## [EXTRACTED RECORDS]

■ ■ ■

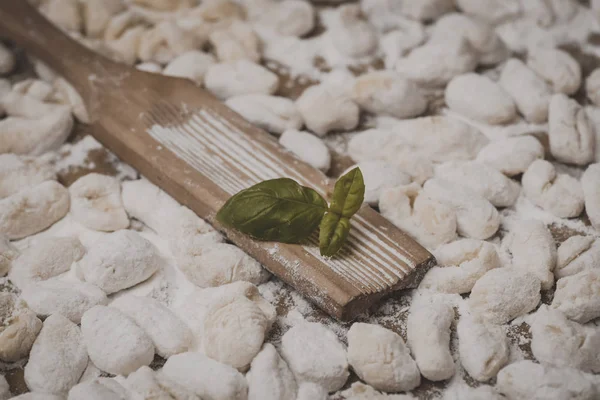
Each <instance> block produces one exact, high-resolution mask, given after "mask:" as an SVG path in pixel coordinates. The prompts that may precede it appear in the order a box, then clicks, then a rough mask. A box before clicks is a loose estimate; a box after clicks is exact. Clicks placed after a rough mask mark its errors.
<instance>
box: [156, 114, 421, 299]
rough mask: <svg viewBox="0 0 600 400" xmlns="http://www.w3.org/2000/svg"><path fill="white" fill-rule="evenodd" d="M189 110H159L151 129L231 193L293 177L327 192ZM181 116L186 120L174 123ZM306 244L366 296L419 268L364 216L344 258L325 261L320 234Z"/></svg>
mask: <svg viewBox="0 0 600 400" xmlns="http://www.w3.org/2000/svg"><path fill="white" fill-rule="evenodd" d="M183 109H184V110H185V107H183ZM185 114H186V116H185V118H182V117H183V116H182V115H181V112H180V111H178V110H177V109H176V108H175V107H172V106H170V107H157V108H154V110H153V111H152V112H150V113H149V114H148V117H149V118H148V123H149V125H150V128H149V129H148V133H149V134H150V136H152V137H153V138H154V139H155V140H156V141H157V142H159V143H160V144H161V145H162V146H164V147H165V148H167V149H169V150H170V151H171V152H173V153H174V154H175V155H176V156H177V157H179V158H181V159H182V160H183V161H185V162H186V163H187V164H189V165H190V166H191V167H193V168H195V169H196V170H197V171H198V172H200V173H201V174H203V175H204V176H206V177H207V178H208V179H210V180H211V181H213V182H214V183H216V184H217V185H218V186H219V187H220V188H221V189H223V190H224V191H225V192H226V193H228V194H229V195H233V194H235V193H237V192H238V191H240V190H242V189H245V188H247V187H249V186H251V185H254V184H256V183H258V182H260V181H263V180H266V179H273V178H280V177H288V178H292V179H294V180H296V181H297V182H298V183H300V184H302V185H305V186H309V187H312V188H314V189H315V190H317V191H318V192H319V193H320V194H321V195H323V196H325V194H326V191H327V188H326V187H324V186H323V185H322V184H319V183H315V182H310V181H308V180H307V179H306V178H305V177H304V176H302V174H301V173H299V172H298V171H297V170H296V169H294V167H293V166H290V165H287V163H285V162H283V160H281V159H279V158H278V157H277V155H276V154H273V153H270V152H269V151H268V149H266V148H265V147H263V146H260V145H257V144H256V143H254V142H253V141H252V140H251V138H250V137H249V136H248V135H246V134H244V133H243V132H242V131H241V130H240V129H239V128H237V127H236V126H234V125H233V124H231V123H230V122H229V121H228V120H227V119H225V118H224V117H222V116H220V115H218V114H215V113H211V112H210V111H208V110H186V113H185ZM182 120H185V122H179V123H174V121H182ZM303 247H304V250H305V251H306V252H308V253H309V254H311V255H312V256H314V257H315V258H317V259H319V260H321V261H322V262H324V263H325V264H326V265H329V266H330V267H331V269H332V270H333V271H334V272H335V273H336V274H337V275H338V276H339V277H340V278H342V279H344V280H345V281H347V282H348V283H350V284H351V285H352V286H353V287H355V288H356V289H357V290H359V291H360V292H361V293H364V294H370V293H375V292H379V291H382V290H386V289H388V288H390V287H392V286H394V285H395V284H396V283H397V282H398V281H400V280H402V279H403V278H404V277H405V276H407V275H408V274H410V273H411V272H412V271H413V270H414V269H415V267H416V265H415V263H414V262H413V261H411V259H413V256H412V255H411V254H409V253H407V250H406V249H403V248H401V247H400V246H399V245H398V244H396V243H394V242H393V241H391V240H390V239H389V238H388V236H387V235H386V232H384V231H382V230H381V229H379V228H378V227H376V226H375V225H374V224H373V223H371V221H368V220H367V219H365V218H363V217H361V216H360V215H356V216H355V218H353V219H352V230H351V233H350V238H349V242H348V245H347V246H345V247H344V248H343V250H342V253H341V257H335V258H332V259H327V260H325V259H323V258H322V257H321V256H320V254H319V247H318V243H317V238H316V235H313V236H312V237H311V238H310V239H309V240H308V243H307V244H306V245H304V246H303Z"/></svg>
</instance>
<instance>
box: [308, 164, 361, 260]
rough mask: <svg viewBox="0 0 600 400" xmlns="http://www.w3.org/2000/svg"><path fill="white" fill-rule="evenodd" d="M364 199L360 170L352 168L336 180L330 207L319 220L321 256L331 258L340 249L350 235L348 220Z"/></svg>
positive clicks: (360, 205)
mask: <svg viewBox="0 0 600 400" xmlns="http://www.w3.org/2000/svg"><path fill="white" fill-rule="evenodd" d="M364 199H365V182H364V180H363V176H362V172H360V169H358V168H354V169H353V170H352V171H350V172H348V173H347V174H346V175H344V176H342V177H341V178H340V179H338V180H337V182H336V183H335V187H334V188H333V196H332V198H331V205H330V206H329V210H328V211H327V214H325V217H324V218H323V219H322V220H321V225H320V229H321V230H320V232H319V248H320V251H321V255H323V256H328V257H331V256H333V255H334V254H335V253H337V252H338V251H339V250H340V249H341V248H342V245H343V244H344V242H346V240H347V239H348V234H349V233H350V218H352V216H353V215H354V214H356V212H357V211H358V210H359V209H360V206H361V205H362V203H363V200H364Z"/></svg>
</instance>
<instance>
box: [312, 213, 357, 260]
mask: <svg viewBox="0 0 600 400" xmlns="http://www.w3.org/2000/svg"><path fill="white" fill-rule="evenodd" d="M320 229H321V230H320V232H319V248H320V250H321V255H322V256H326V257H331V256H333V255H334V254H335V253H337V252H338V251H339V249H341V248H342V246H343V245H344V243H345V242H346V239H347V238H348V233H350V219H349V218H346V217H342V216H340V215H338V214H335V213H331V212H328V213H327V214H325V216H324V217H323V220H322V221H321V228H320Z"/></svg>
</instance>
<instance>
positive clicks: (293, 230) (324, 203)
mask: <svg viewBox="0 0 600 400" xmlns="http://www.w3.org/2000/svg"><path fill="white" fill-rule="evenodd" d="M364 195H365V184H364V180H363V176H362V173H361V172H360V169H358V168H354V169H353V170H352V171H350V172H348V173H347V174H346V175H344V176H342V177H341V178H340V179H338V181H337V182H336V183H335V187H334V190H333V196H332V200H331V205H330V206H329V207H327V202H326V201H325V199H324V198H323V197H321V196H320V195H319V194H318V193H317V192H316V191H314V190H313V189H310V188H308V187H305V186H301V185H299V184H298V183H296V182H295V181H294V180H292V179H289V178H280V179H271V180H267V181H264V182H260V183H258V184H256V185H254V186H252V187H250V188H248V189H244V190H242V191H241V192H239V193H237V194H235V195H234V196H232V197H231V198H230V199H229V200H227V202H226V203H225V205H223V207H222V208H221V209H220V210H219V212H218V213H217V220H218V221H219V222H220V223H222V224H223V225H225V226H227V227H230V228H234V229H236V230H238V231H240V232H242V233H245V234H246V235H249V236H250V237H252V238H254V239H257V240H266V241H277V242H282V243H298V242H301V241H302V240H304V239H306V238H308V237H309V236H310V235H311V234H312V233H313V232H314V231H315V229H316V228H317V226H319V224H320V230H321V231H320V234H319V247H320V251H321V255H323V256H329V257H330V256H333V255H334V254H336V253H337V252H338V251H339V249H340V248H341V247H342V245H343V244H344V243H345V241H346V240H347V238H348V234H349V232H350V218H351V217H352V216H353V215H354V214H355V213H356V212H357V211H358V210H359V209H360V206H361V205H362V203H363V200H364Z"/></svg>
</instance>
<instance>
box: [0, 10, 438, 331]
mask: <svg viewBox="0 0 600 400" xmlns="http://www.w3.org/2000/svg"><path fill="white" fill-rule="evenodd" d="M0 18H1V20H2V21H3V23H2V25H0V36H3V37H5V38H8V39H11V40H13V41H15V42H16V43H17V44H19V45H20V46H22V47H23V48H24V49H26V50H27V51H28V52H30V53H31V54H33V55H35V56H36V57H38V58H39V59H41V60H42V61H44V62H46V63H47V64H48V65H50V66H51V67H52V68H54V69H55V70H56V71H57V72H58V73H60V74H62V75H63V76H64V77H65V78H66V79H68V80H69V81H70V82H71V83H72V84H73V86H75V88H76V89H77V90H78V91H79V93H80V94H81V96H82V97H83V99H84V101H85V103H86V105H87V108H88V111H89V114H90V119H91V123H90V132H91V133H92V134H93V136H95V137H96V139H98V140H99V141H100V142H101V143H102V144H103V145H105V146H106V147H107V148H109V149H110V150H112V151H113V152H114V153H115V154H116V155H117V156H119V157H120V158H121V159H122V160H123V161H125V162H127V163H128V164H130V165H131V166H133V167H135V168H136V169H137V170H138V171H140V173H141V174H143V175H144V176H145V177H146V178H148V179H149V180H150V181H152V182H153V183H155V184H156V185H158V186H159V187H161V188H162V189H163V190H165V191H166V192H167V193H169V194H170V195H171V196H173V197H174V198H175V199H177V200H178V201H179V202H181V203H182V204H184V205H186V206H188V207H189V208H191V209H192V210H193V211H194V212H196V213H197V214H198V215H199V216H200V217H202V218H204V219H206V220H207V221H209V222H210V223H211V224H213V225H214V226H215V227H216V228H217V229H219V230H221V231H222V232H223V233H224V234H225V235H226V236H227V237H228V238H229V239H230V240H231V241H232V242H233V243H235V244H236V245H237V246H239V247H240V248H242V249H243V250H245V251H246V252H247V253H248V254H250V255H252V256H253V257H254V258H256V259H257V260H258V261H260V262H261V263H262V264H263V265H264V266H265V267H266V268H267V269H268V270H269V271H271V272H272V273H273V274H275V275H277V276H278V277H280V278H281V279H282V280H283V281H285V282H286V283H288V284H290V285H291V286H293V287H294V288H296V289H297V290H298V291H299V292H300V293H302V294H303V295H304V296H306V297H307V298H309V299H310V300H311V301H313V302H314V303H315V304H317V305H318V306H319V307H320V308H322V309H323V310H324V311H326V312H327V313H328V314H330V315H331V316H333V317H335V318H338V319H341V320H348V319H352V318H353V317H355V316H356V315H357V314H359V313H361V312H363V311H365V310H366V309H367V308H368V307H369V306H371V305H372V304H373V303H375V302H376V301H377V300H379V299H380V298H381V297H383V296H384V295H386V294H389V293H391V292H394V291H397V290H400V289H404V288H408V287H414V286H416V285H417V284H418V282H419V281H420V279H421V278H422V276H423V275H424V273H425V272H426V271H427V270H428V269H429V268H430V267H431V266H432V265H434V264H435V259H434V258H433V256H432V255H431V254H430V253H429V252H428V251H427V250H426V249H424V248H423V247H422V246H420V245H419V244H418V243H416V242H415V241H414V240H412V239H411V238H410V237H409V236H408V235H406V234H405V233H404V232H402V231H400V230H399V229H397V228H396V227H395V226H394V225H392V224H391V223H390V222H389V221H387V220H386V219H385V218H383V217H382V216H381V215H380V214H379V213H377V212H376V211H374V210H372V209H371V208H369V207H368V206H366V205H363V207H362V208H361V210H360V211H359V212H358V213H357V214H356V216H355V217H354V218H353V219H352V227H351V233H350V238H349V241H348V242H347V244H346V245H345V246H344V248H343V249H342V250H341V251H340V253H339V255H337V256H336V257H334V258H331V259H326V258H323V257H321V256H320V254H319V247H318V238H317V235H314V236H313V237H311V238H310V239H309V240H307V241H306V242H305V243H303V244H300V245H289V244H282V243H270V242H259V241H255V240H252V239H250V238H249V237H247V236H245V235H243V234H240V233H238V232H236V231H234V230H230V229H226V228H225V227H223V226H219V224H218V223H217V222H216V220H215V214H216V212H217V210H218V209H219V208H220V207H221V206H222V205H223V204H224V202H225V201H226V200H227V199H228V198H229V197H230V196H231V195H233V194H235V193H236V192H238V191H239V190H242V189H244V188H247V187H248V186H251V185H253V184H255V183H258V182H260V181H263V180H266V179H272V178H279V177H289V178H292V179H294V180H296V181H297V182H298V183H300V184H302V185H305V186H309V187H312V188H314V189H315V190H316V191H317V192H319V193H320V194H321V195H323V196H325V197H326V196H327V194H328V192H329V190H330V188H331V187H332V185H331V184H332V182H330V180H329V179H328V178H327V176H325V175H324V174H323V173H322V172H320V171H319V170H317V169H315V168H312V167H311V166H309V165H307V164H305V163H303V162H301V161H299V160H298V159H296V158H295V157H294V156H292V155H291V154H290V153H289V152H287V151H285V150H284V149H283V148H282V147H281V146H279V144H278V143H277V142H276V141H275V140H273V138H272V137H271V136H270V135H269V134H268V133H266V132H264V131H263V130H261V129H259V128H257V127H255V126H253V125H252V124H250V123H249V122H247V121H245V120H244V119H243V118H241V117H240V116H239V115H238V114H236V113H234V112H233V111H231V110H230V109H229V108H227V107H226V106H224V105H223V104H222V103H221V102H219V101H218V100H217V99H215V98H214V97H212V96H211V95H210V94H208V93H207V92H205V91H203V90H202V89H200V88H198V87H197V86H195V85H194V84H193V83H192V82H190V81H188V80H185V79H178V78H168V77H164V76H160V75H156V74H151V73H146V72H142V71H137V70H135V69H134V68H131V67H128V66H125V65H121V64H118V63H115V62H113V61H110V60H108V59H106V58H104V57H102V56H100V55H98V54H96V53H94V52H92V51H91V50H88V49H86V48H84V47H83V46H81V45H79V44H78V43H76V42H75V41H73V40H72V39H70V38H69V37H68V36H66V35H65V34H63V33H62V32H61V31H60V30H58V29H57V28H55V27H54V26H53V25H52V24H51V23H49V22H48V21H47V20H46V19H45V18H44V17H42V16H41V15H40V14H39V13H38V12H37V10H35V9H34V8H33V7H31V6H30V5H29V4H28V3H27V2H26V1H14V0H0Z"/></svg>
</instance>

■ ■ ■

## [AIM OF THE EXERCISE]
The word "positive" may appear in several lines of the data; copy every line where it does.

## [RESULT]
positive clicks: (360, 205)
positive clicks: (293, 230) (324, 203)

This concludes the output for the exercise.